Updated 8:50 PM ET March 22, 2003
WASHINGTON (Reuters) - U.S. forces in Iraq have yet to find any evidence of the suspected chemical or biological weapons that prompted the invasion, a U.S. general said on Saturday.Oops.
Gen. Stanley McChrystal, vice director for operations on the U.S. military's Joint Staff, also told a briefing that none of the missiles fired by Iraq so far in the war had been a Scud.
Scud missiles, along with chemical, biological or nuclear weapons, are among the arms that Iraq was barred from possessing by U.N. resolutions after the 1991 Gulf War.
President Bush and his ally British Prime Minister Tony Blair accuse Iraq of having violated the resolutions and say President Saddam Hussein could provide weapons of mass destruction to groups like al-Qaeda.

(TASK TO CARRY OUT): Resume the news report on the search for banned Iraqi weapons, starting right after its last sentence.

(INPUT DATA):
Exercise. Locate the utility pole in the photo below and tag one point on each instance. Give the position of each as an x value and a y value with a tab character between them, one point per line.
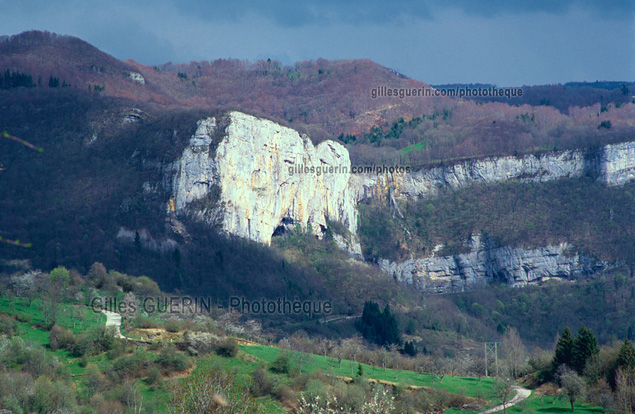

(ANSWER AREA):
Asked if any Scuds had been found by the U.S.-British forces that have invaded Iraq, McChrystal said:
"To my knowledge, we have not discovered any to this point," adding: "So far there have been no Scuds launched, which is very positive today."
Asked if any signs of chemical or biological weapons had been found, the general replied: "We have found no caches of weapons of mass destruction to date."
Iraq says it has destroyed all its stocks of chemical and biological weapons.